• Source text:
┏━━
Thinking aloud here, but is there really anything that has "magical, society-changing properties" ?
 

Woebot

Well-known member
henrymiller said:
there's a lot of ambiguity in that stubbs post, because he's *not* talking about capitalistically contructive stuff as alternative -- he's talking about "society-changing" stuff. he's come to the realisation that -- shockah -- the 60s counterculture did not end the vietnam war; similarly post-punk culture had few lasting achievements outside the narrow field of 'music' and 'the coutnerculture' which have done little to prevent all that has happened in the country at large. but at the same times he thinks ver kidz should believe the myth... the only question here is 'why?'

yes there's very much the sense in what he's saying that youth rebellion is a fairly pointless pursuit. leading a "sensible" life

i wonder if i'd be so quick to dismiss the contribution of the counter-culture. i suppose the delight many people found originally found in deleuze/guitar-y was the idea that resistance isn't futile. maybe the best the counter-culture did was to give a few people their own heads.

on the other hand maybe the "turning-rebellion-into-money" strategies of pop culture is what has waned with time. is this why something like Maya and her empty slogans appear so feeble?

i am genuinely curious as to why the whole dialogue of youth rebellion has completely evaporated, perhaps the lessons of those people who tried (and failed) to change their lives and the society have finally been absorbed.

i wonder if one could set a date for the collapse of the ideal? within music, in rock certainly Jesus and The Mary Chain seem epochal. that instinct migrated en masse to Acid House where it probably petered out in about 1994. that's nearly 30 years of it.

please correct me if i'm wrong, but does one find any examples of this urge later in music? and before i have to field any more (slightly feeble) charges of fogey-ism i'd like to nail my thoroughgoing thirst for modern music to the mast. i really don't think i need i need to blow my own trumpet here... besides no-one's saying "rebellion" is necessarily useful.
 

Backjob

Well-known member
It's demographic, innit?

Well what with the birthrate having been drying up in the western world over the last 20 years, there's not so many youth about now as there were in '68 or '77. And that's got to be a big factor. Kind of hard for them to feel like this awesome irresistible generational force when they're scattered so few and far between.
┗━━
• Set task 1:
Rescale the records from the line with "the guitar sound" through the end of the records. Repeat the requests unchanged, and multiply every pixel coordinate in the answers by 1.6, rounding to whole numbers with halves rounded up.
The text and the records come from separate sources.

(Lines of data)
┏━━
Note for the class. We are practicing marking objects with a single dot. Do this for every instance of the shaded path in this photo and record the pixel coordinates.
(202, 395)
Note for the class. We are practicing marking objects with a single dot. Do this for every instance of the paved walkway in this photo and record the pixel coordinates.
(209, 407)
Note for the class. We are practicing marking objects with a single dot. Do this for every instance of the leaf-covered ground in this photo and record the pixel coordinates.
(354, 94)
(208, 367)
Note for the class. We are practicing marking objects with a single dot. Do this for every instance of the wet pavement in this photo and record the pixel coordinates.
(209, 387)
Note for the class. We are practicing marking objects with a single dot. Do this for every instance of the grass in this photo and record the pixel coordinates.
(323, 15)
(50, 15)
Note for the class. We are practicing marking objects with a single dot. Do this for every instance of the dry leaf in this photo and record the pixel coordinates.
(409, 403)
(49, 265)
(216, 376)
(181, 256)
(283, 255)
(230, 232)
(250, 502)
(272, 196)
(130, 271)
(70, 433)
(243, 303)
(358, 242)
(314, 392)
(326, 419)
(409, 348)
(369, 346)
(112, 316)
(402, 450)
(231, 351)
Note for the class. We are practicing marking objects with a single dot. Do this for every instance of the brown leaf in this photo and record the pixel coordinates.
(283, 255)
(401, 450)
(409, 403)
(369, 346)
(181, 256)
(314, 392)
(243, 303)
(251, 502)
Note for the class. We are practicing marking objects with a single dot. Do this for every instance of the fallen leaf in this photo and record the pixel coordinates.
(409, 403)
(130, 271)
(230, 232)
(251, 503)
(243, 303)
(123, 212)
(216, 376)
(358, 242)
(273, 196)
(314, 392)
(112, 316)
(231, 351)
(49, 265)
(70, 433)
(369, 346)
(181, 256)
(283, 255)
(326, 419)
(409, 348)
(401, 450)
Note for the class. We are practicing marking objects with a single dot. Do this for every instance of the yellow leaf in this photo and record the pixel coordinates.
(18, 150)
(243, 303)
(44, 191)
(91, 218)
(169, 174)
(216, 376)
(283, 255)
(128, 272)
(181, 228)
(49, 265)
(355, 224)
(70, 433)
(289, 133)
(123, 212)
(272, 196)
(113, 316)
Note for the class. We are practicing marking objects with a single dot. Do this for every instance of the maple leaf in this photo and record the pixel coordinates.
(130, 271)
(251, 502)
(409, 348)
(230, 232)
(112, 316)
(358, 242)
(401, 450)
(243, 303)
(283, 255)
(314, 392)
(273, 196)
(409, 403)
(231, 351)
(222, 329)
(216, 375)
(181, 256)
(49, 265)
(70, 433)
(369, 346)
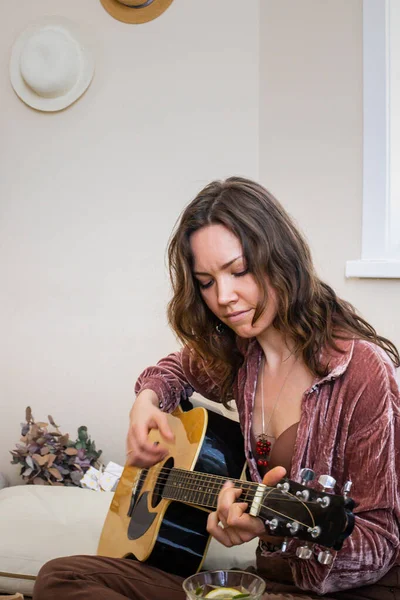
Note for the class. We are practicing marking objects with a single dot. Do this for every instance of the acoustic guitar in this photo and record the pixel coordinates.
(159, 515)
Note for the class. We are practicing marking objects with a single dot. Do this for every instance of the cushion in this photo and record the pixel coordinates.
(39, 523)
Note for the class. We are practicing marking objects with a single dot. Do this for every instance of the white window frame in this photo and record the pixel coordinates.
(377, 260)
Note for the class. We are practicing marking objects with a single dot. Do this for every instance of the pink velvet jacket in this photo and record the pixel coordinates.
(349, 428)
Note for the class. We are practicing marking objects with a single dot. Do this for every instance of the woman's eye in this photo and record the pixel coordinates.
(241, 273)
(204, 286)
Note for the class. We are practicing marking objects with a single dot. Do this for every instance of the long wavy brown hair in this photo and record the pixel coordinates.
(309, 311)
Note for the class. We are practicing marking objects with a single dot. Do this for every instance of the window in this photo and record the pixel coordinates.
(381, 149)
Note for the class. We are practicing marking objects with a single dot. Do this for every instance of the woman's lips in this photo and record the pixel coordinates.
(236, 316)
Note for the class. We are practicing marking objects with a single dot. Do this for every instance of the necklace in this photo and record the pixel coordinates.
(263, 445)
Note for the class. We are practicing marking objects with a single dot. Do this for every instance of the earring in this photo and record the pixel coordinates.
(220, 328)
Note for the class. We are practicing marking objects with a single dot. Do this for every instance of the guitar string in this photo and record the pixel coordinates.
(215, 488)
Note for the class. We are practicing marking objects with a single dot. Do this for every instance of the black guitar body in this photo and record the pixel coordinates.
(183, 538)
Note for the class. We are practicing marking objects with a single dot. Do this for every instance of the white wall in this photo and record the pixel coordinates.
(311, 139)
(89, 196)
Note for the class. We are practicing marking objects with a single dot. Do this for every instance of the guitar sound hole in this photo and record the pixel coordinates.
(161, 481)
┗━━
• Set task 2:
According to the forum thread, around what year did the rebellious instinct probably peter out in Acid House?

• Exercise result 1:
Note for the class. We are practicing marking objects with a single dot. Do this for every instance of the guitar sound hole in this photo and record the pixel coordinates.
(258, 770)

• Exercise result 2:
In about 1994.